Copy all the lines of the data that include the word "format".

- **Entries provided**:
-- Opening Marker --
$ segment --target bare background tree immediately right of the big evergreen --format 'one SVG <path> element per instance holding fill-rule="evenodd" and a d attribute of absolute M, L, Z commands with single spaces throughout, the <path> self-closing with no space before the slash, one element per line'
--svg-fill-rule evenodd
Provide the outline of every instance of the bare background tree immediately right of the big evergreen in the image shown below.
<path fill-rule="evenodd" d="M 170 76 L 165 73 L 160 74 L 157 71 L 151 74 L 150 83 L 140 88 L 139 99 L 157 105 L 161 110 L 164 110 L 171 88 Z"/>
-- Closing Marker --
-- Opening Marker --
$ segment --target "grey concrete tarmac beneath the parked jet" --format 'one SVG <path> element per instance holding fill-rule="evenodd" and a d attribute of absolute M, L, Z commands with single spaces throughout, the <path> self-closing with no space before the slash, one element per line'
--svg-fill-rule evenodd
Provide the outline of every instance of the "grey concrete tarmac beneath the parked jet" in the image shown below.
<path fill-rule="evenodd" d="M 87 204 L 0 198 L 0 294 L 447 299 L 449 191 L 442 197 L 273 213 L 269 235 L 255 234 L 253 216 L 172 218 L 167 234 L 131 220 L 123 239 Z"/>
-- Closing Marker --
- **Output for this exercise**:
$ segment --target bare background tree immediately right of the big evergreen --format 'one SVG <path> element per instance holding fill-rule="evenodd" and a d attribute of absolute M, L, Z commands with single spaces throughout, the <path> self-closing with no space before the slash, one element per line'
$ segment --target "grey concrete tarmac beneath the parked jet" --format 'one SVG <path> element per instance holding fill-rule="evenodd" and a d attribute of absolute M, L, Z commands with single spaces throughout, the <path> self-closing with no space before the slash, one element per line'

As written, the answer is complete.